• [EXTRACTED DATA]:
= = = =

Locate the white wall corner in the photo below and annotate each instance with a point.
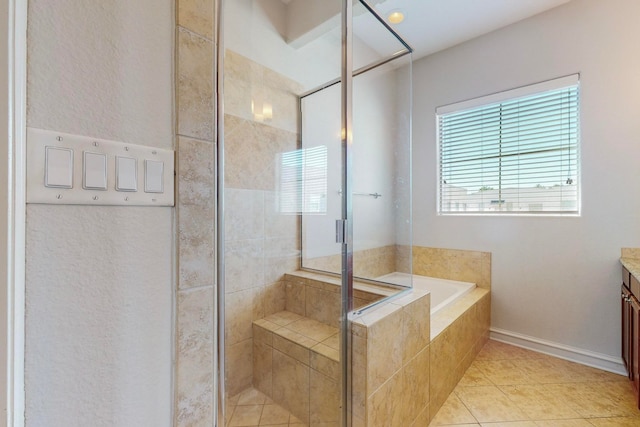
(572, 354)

= = = =

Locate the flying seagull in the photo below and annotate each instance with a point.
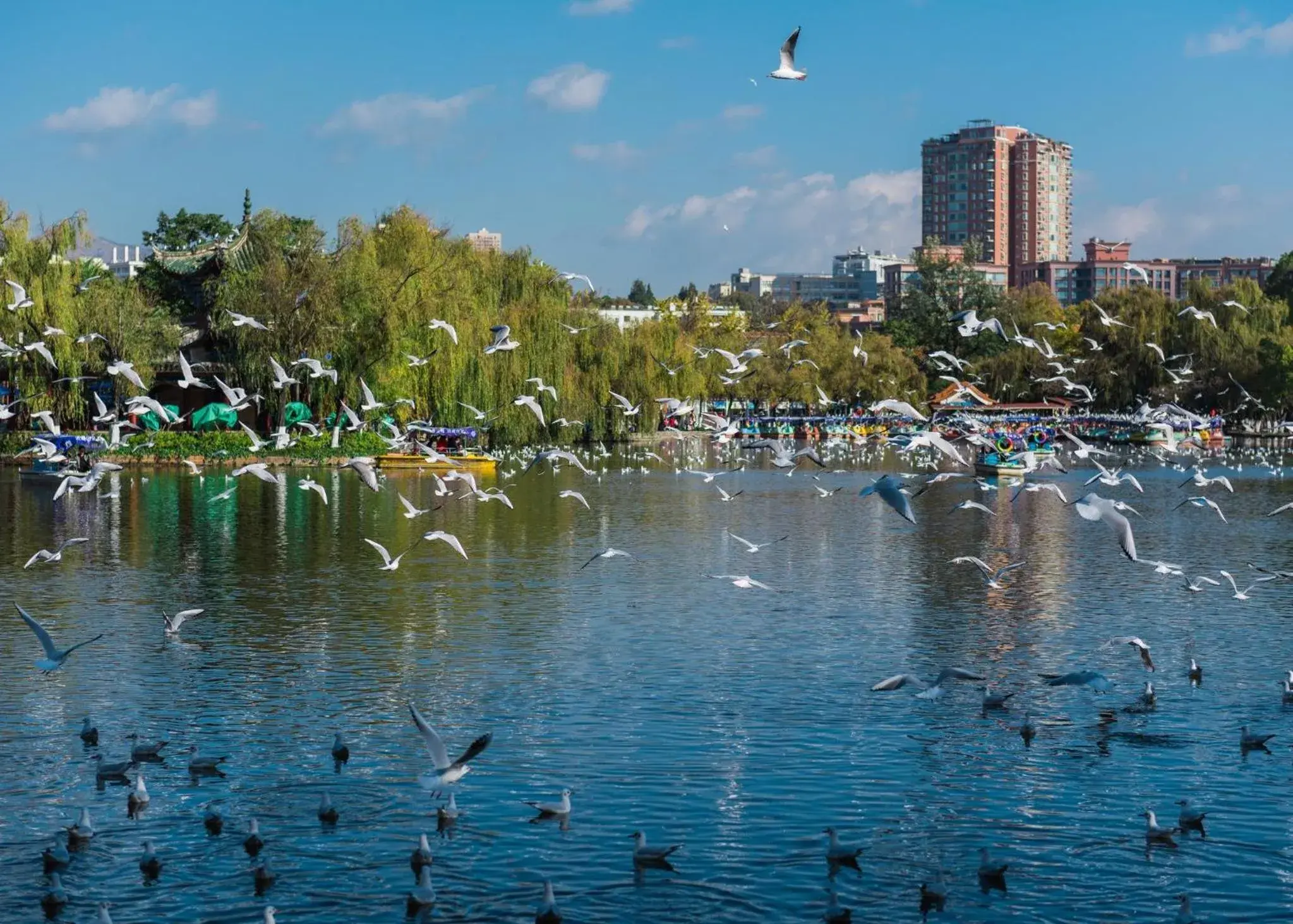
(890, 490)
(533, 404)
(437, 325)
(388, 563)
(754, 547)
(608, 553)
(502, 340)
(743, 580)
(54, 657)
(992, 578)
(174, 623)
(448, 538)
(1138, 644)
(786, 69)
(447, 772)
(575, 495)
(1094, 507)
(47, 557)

= = = =

• [STATED TASK]:
Pick out every line in the records above that contains the word "with". Uppercase and lowercase count as different.

• [WRITTEN SOLUTION]:
Locate the white wall corner in the photo below and annotate each instance with a point.
Locate the flying seagull in the photo below and annotate each instance with a point.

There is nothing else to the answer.